▶ EXCERPT PROVIDED
One pilot project will partner with local stakeholders to inventory baseline social and environmental conditions for the Lower Wabash, and the waters that feed into it. Part of that watershed is the 9,000-acre Patoka River National Wildlife Refuge, which includes 1,100 acres owned by Sycamore and managed by the Refuge. Key deliverables include more short-term efforts to reduce pollution while improving wildlife habitats, and tools for farmers and land managers to improve habitat and public engagement while assessing the economic impacts on the land.
A key goal of the ERI is to help city planners, city councils, mayors, and the private sector assess their readiness for environmental change. They will face challenging topics to help plan for future scenarios, such as: sheltering the elderly during heat waves, reducing the consequences of more frequent natural disasters, minimizing carbon emissions, incentivizing green roofs and community gardens, encouraging the construction and public use of hiking trails, and providing habitat corridors for wildlife.
A recent study in the journal Science states that as temperatures continue to rise, the midwest could be hit with the type of agricultural losses last seen in the 1930s. And studies show that Indiana harbors some of the most polluted water, land, and air in the country. Amid these realities, how do we stay positive?
Take it from Ellen: “I think Sycamore represents the best of planning for the future, and its success is its own best testimony. Our understanding of the environment is often ‘placebased.’ That is, it is nested in locations we call home, e.g. writings of Scott Russell Sanders. And protecting our homes is part of our being. So I actually think local land trusts are the best protection for the environment. And as the acres donated to Sycamore grow, I think the evidence for that point of view grows every day. Indiana was a leader in setting land aside for state parks. Now Indiana citizens are returning private land to the public trust. Yet another reason to be optimistic.”

▶ SOURCE DATA
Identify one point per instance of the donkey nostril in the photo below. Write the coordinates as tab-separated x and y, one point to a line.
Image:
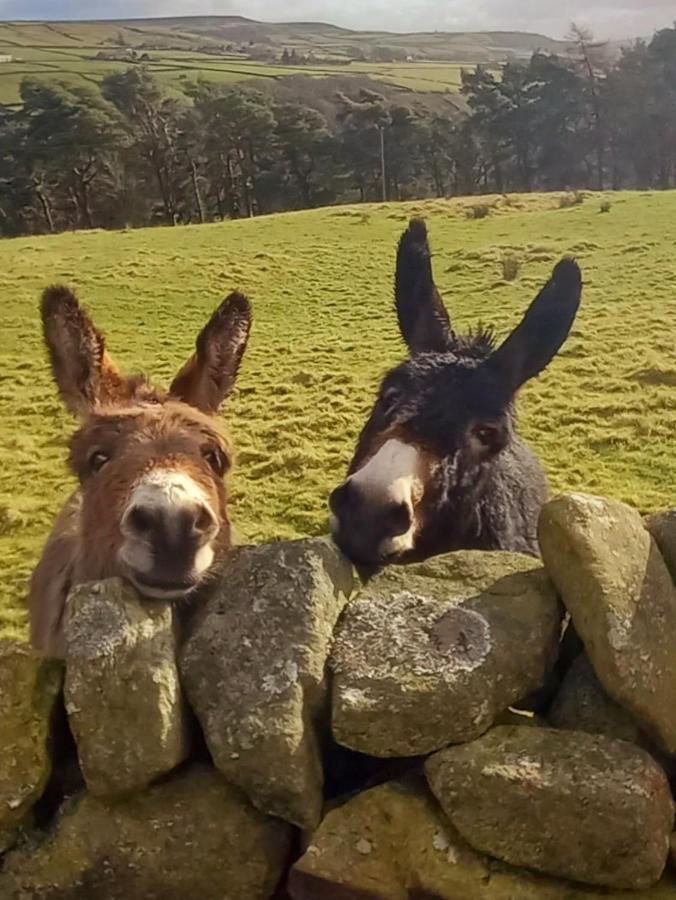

▶ REQUIRED WORK
Copy out the full excerpt on environmental planning in Indiana, word for word.

▶ PROBLEM SOLUTION
One pilot project will partner with local stakeholders to inventory baseline social and environmental conditions for the Lower Wabash, and the waters that feed into it. Part of that watershed is the 9,000-acre Patoka River National Wildlife Refuge, which includes 1,100 acres owned by Sycamore and managed by the Refuge. Key deliverables include more short-term efforts to reduce pollution while improving wildlife habitats, and tools for farmers and land managers to improve habitat and public engagement while assessing the economic impacts on the land.
A key goal of the ERI is to help city planners, city councils, mayors, and the private sector assess their readiness for environmental change. They will face challenging topics to help plan for future scenarios, such as: sheltering the elderly during heat waves, reducing the consequences of more frequent natural disasters, minimizing carbon emissions, incentivizing green roofs and community gardens, encouraging the construction and public use of hiking trails, and providing habitat corridors for wildlife.
A recent study in the journal Science states that as temperatures continue to rise, the midwest could be hit with the type of agricultural losses last seen in the 1930s. And studies show that Indiana harbors some of the most polluted water, land, and air in the country. Amid these realities, how do we stay positive?
Take it from Ellen: “I think Sycamore represents the best of planning for the future, and its success is its own best testimony. Our understanding of the environment is often ‘placebased.’ That is, it is nested in locations we call home, e.g. writings of Scott Russell Sanders. And protecting our homes is part of our being. So I actually think local land trusts are the best protection for the environment. And as the acres donated to Sycamore grow, I think the evidence for that point of view grows every day. Indiana was a leader in setting land aside for state parks. Now Indiana citizens are returning private land to the public trust. Yet another reason to be optimistic.”